Fragment:
6 april 2010 - Wonen op de vuilnisbelt in Shanghai

Ik noem Shanghai vaak een dorp omdat het echte stadscentrum (Ying’an district, French concession en De Bund) ook niet veel groter is dan dat. Alles valt te fietsen en je komt er voortdurend kennissen tegen op straat.
Maar het werkelijke Shanghai is zo groot en uitgespreid dat het lijkt alsof er geen einde aan komt. Pas in het meest westelijke puntje van de wijk Minhang, zo’n drie kwartier rijden vanaf ons huis, zie ik iets dat lijkt op platteland.
Vanaf het balkon van mijn Braziliaanse vriendin Monica, die daar woont in een Rietveld-achtige blokkendoos, zag ik voor het eerst in tijden weer eens moestuinen. Met hutjes gemaakt van landbouwplastic.
Het kwam toen niet in me op dat er in die gammele bouwsels permanent migranten wonen. Vaak met hun kinderen.
Maar toch is het zo, verzekerde Monique me, een Nederlandse vrouw die al jaren in Shanghai woont en regelmatig contact heeft met migrantengezinnen. Ik mocht een ochtend met haar mee, op de fiets.
Het overtrof mijn stoutste verwachtingen, in negatieve zin. Voor migranten die naar de stad trekken om de werkloosheid op het platteland te ontvluchten, rest vaak niets meer dan een keet van stukken zwerfhout, die aan elkaar zijn vastgemaakt met plakband en een paar spijkers.
Tegen kieren wordt plastic en papier geplakt, elektriciteit wordt stiekem afgetapt van het dichtstbijzijnde net, stromend water en sanitaire voorzieningen zijn er niet. De meeste migranten overleven dankzij de handel in afval of ze werken in de bouw.
We bezochten eerst het gezin Wang (fictieve naam) dat het geluk had pal naast een waterput te wonen. Vanuit de wijde omtrek kwamen migrantenvrouwen aangesloft met plastic emmers.
In de hut van mevrouw Wang was het een onbeschrijfelijke bende. In de vochtige ruimte lagen overal stapels papier, vodden en dozen met troep. Tegen de muur stonden een ijskast en een tv. Maar de enige plek om te zitten, was een bed met houten planken.
‘De vorige keer dat ik hier was, had ze net een baby gekregen,’ zei M. ‘Maar die heeft ze kennelijk naar haar ouders gebracht, die nog op het platteland wonen. En die al drie kinderen verzorgen’. Bij het woord baby veerde W. echter op en tot onze schrik trok ze van onder een berg vodden, een slapend kind tevoorschijn.

Opgave 1: Zet het deel van de rijen dat bij het begin opent en sluit met de regel waarin "117L26 92L3 113L44" staat, om in een JSON-lijst van strings, met één string per regel en zonder lege regels.
De tekst en de rijen vormen afzonderlijk materiaal.

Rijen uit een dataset
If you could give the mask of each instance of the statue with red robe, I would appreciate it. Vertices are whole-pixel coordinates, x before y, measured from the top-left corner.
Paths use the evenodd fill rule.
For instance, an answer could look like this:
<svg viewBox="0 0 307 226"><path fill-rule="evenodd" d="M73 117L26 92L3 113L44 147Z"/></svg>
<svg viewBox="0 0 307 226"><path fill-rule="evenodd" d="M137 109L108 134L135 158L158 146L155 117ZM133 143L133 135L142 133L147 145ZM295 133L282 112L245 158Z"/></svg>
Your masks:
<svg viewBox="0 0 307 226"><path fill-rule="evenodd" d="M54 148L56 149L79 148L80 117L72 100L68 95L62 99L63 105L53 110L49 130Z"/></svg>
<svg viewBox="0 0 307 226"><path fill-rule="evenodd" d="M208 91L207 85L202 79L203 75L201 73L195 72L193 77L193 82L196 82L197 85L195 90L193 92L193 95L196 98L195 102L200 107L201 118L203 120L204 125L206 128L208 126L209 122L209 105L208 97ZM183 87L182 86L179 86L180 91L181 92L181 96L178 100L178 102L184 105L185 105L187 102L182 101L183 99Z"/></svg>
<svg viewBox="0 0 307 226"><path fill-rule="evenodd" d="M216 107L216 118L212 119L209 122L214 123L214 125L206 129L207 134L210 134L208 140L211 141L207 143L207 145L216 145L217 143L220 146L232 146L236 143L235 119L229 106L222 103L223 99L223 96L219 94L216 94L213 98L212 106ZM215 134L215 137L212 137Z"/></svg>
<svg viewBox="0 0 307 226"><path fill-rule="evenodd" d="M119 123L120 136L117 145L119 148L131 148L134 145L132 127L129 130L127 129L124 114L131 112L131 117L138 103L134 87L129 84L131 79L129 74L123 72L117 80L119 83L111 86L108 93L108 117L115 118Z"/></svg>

Opgave 2: Schrijf uit de tekst over Shanghai letterlijk het deel over dat opent met de woorden "Het kwam toen" en sluit met "in de bouw.".

Volledig antwoord 1:
[
  "If you could give the mask of each instance of the statue with red robe, I would appreciate it. Vertices are whole-pixel coordinates, x before y, measured from the top-left corner.",
  "Paths use the evenodd fill rule.",
  "For instance, an answer could look like this:",
  "<svg viewBox=\"0 0 307 226\"><path fill-rule=\"evenodd\" d=\"M73 117L26 92L3 113L44 147Z\"/></svg>"
]

Volledig antwoord 2:
Het kwam toen niet in me op dat er in die gammele bouwsels permanent migranten wonen. Vaak met hun kinderen.
Maar toch is het zo, verzekerde Monique me, een Nederlandse vrouw die al jaren in Shanghai woont en regelmatig contact heeft met migrantengezinnen. Ik mocht een ochtend met haar mee, op de fiets.
Het overtrof mijn stoutste verwachtingen, in negatieve zin. Voor migranten die naar de stad trekken om de werkloosheid op het platteland te ontvluchten, rest vaak niets meer dan een keet van stukken zwerfhout, die aan elkaar zijn vastgemaakt met plakband en een paar spijkers.
Tegen kieren wordt plastic en papier geplakt, elektriciteit wordt stiekem afgetapt van het dichtstbijzijnde net, stromend water en sanitaire voorzieningen zijn er niet. De meeste migranten overleven dankzij de handel in afval of ze werken in de bouw.